» **Extrait fourni**:

***

Arnaud Démare : Collectif rodé, spirale de confiance, calendrier calibré... les raisons de sa forme exceptionnelle
"Je me suis entraîné avec mon père, derrière le scooter, à faire le dernier coup de rein et là ça marche. J'ai la chance avec moi, c'est extraordinaire. Les jambes sont bonnes et c'est super !" On a pu deviner un large sourire derrière le masque d'Arnaud Démare en interview ce mardi dans les instants qui ont suivi sa victoire au sprint lors de la 3e étape du Giro 2020. Après avoir résisté au gros tempo imposé par les coéquipiers de Peter Sagan (Bora Hansgrohe) dans le Portella Mandrazzi (12.4 km à 5.2%), le Français s'est imposé à la photo-finish devant le Slovaque et Davide Ballerini (Deceuninck-Quick Step) à Villafranca Tirrena.
Ce succès, le 11e cette année, lui permet de consolider son avance en tête du classement des coureurs les plus victorieux en 2020, devant le vainqueur du Tour de France Tadej Pogacar et le prodige Remco Evenepoel (9). C'est peut-être moins qu'en 2014 (15 victoires) et il n'y a pas de monument à la clé, comme Milan-San Remo en 2016, mais Arnaud Démare n'a jamais paru aussi conquérant depuis le début de sa carrière. Après un début de saison sur l'UAE Tour, gâché par un confinement forcé, le coureur de 29 ans a su rebondir pour revendiquer le statut de meilleur sprinteur du moment.
• "La victoire appelle la victoire"

***

» **Objectif A**: Transcrivez intégralement, sans rien modifier, l'article sur Arnaud Démare.

(Entrées de pointage d'objets nommés)
***

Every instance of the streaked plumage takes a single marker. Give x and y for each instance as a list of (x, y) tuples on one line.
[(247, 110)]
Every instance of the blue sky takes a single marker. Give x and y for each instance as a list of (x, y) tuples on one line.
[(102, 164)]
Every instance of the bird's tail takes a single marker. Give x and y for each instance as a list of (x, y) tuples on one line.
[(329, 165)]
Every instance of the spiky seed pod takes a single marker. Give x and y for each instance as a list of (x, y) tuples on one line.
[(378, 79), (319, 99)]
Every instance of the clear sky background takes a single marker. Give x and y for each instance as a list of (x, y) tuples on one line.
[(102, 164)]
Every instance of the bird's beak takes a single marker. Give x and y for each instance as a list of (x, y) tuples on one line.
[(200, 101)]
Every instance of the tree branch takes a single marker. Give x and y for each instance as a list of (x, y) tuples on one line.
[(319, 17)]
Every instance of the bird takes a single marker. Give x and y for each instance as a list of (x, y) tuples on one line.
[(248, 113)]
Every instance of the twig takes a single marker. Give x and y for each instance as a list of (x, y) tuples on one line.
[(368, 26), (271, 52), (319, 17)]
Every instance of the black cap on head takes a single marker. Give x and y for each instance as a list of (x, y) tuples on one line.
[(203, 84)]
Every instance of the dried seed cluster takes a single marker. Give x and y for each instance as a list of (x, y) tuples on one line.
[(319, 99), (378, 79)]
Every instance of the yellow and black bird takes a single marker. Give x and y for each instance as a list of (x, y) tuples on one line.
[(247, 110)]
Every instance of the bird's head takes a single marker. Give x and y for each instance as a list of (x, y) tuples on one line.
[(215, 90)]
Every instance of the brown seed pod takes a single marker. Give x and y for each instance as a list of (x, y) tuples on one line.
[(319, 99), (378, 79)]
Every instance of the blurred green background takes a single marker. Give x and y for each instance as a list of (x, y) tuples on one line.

***

» **Objectif B**: Reproduisez mot pour mot les lignes de pointage, depuis celle qui contient « Every instance of the spiky » jusqu'à la dernière de ces lignes, toutes deux comprises.

» **Réponse complète A**:
Arnaud Démare : Collectif rodé, spirale de confiance, calendrier calibré... les raisons de sa forme exceptionnelle
"Je me suis entraîné avec mon père, derrière le scooter, à faire le dernier coup de rein et là ça marche. J'ai la chance avec moi, c'est extraordinaire. Les jambes sont bonnes et c'est super !" On a pu deviner un large sourire derrière le masque d'Arnaud Démare en interview ce mardi dans les instants qui ont suivi sa victoire au sprint lors de la 3e étape du Giro 2020. Après avoir résisté au gros tempo imposé par les coéquipiers de Peter Sagan (Bora Hansgrohe) dans le Portella Mandrazzi (12.4 km à 5.2%), le Français s'est imposé à la photo-finish devant le Slovaque et Davide Ballerini (Deceuninck-Quick Step) à Villafranca Tirrena.
Ce succès, le 11e cette année, lui permet de consolider son avance en tête du classement des coureurs les plus victorieux en 2020, devant le vainqueur du Tour de France Tadej Pogacar et le prodige Remco Evenepoel (9). C'est peut-être moins qu'en 2014 (15 victoires) et il n'y a pas de monument à la clé, comme Milan-San Remo en 2016, mais Arnaud Démare n'a jamais paru aussi conquérant depuis le début de sa carrière. Après un début de saison sur l'UAE Tour, gâché par un confinement forcé, le coureur de 29 ans a su rebondir pour revendiquer le statut de meilleur sprinteur du moment.
• "La victoire appelle la victoire"

» **Réponse complète B**:
Every instance of the spiky seed pod takes a single marker. Give x and y for each instance as a list of (x, y) tuples on one line.
[(378, 79), (319, 99)]
Every instance of the clear sky background takes a single marker. Give x and y for each instance as a list of (x, y) tuples on one line.
[(102, 164)]
Every instance of the bird's beak takes a single marker. Give x and y for each instance as a list of (x, y) tuples on one line.
[(200, 101)]
Every instance of the tree branch takes a single marker. Give x and y for each instance as a list of (x, y) tuples on one line.
[(319, 17)]
Every instance of the bird takes a single marker. Give x and y for each instance as a list of (x, y) tuples on one line.
[(248, 113)]
Every instance of the twig takes a single marker. Give x and y for each instance as a list of (x, y) tuples on one line.
[(368, 26), (271, 52), (319, 17)]
Every instance of the black cap on head takes a single marker. Give x and y for each instance as a list of (x, y) tuples on one line.
[(203, 84)]
Every instance of the dried seed cluster takes a single marker. Give x and y for each instance as a list of (x, y) tuples on one line.
[(319, 99), (378, 79)]
Every instance of the yellow and black bird takes a single marker. Give x and y for each instance as a list of (x, y) tuples on one line.
[(247, 110)]
Every instance of the bird's head takes a single marker. Give x and y for each instance as a list of (x, y) tuples on one line.
[(215, 90)]
Every instance of the brown seed pod takes a single marker. Give x and y for each instance as a list of (x, y) tuples on one line.
[(319, 99), (378, 79)]
Every instance of the blurred green background takes a single marker. Give x and y for each instance as a list of (x, y) tuples on one line.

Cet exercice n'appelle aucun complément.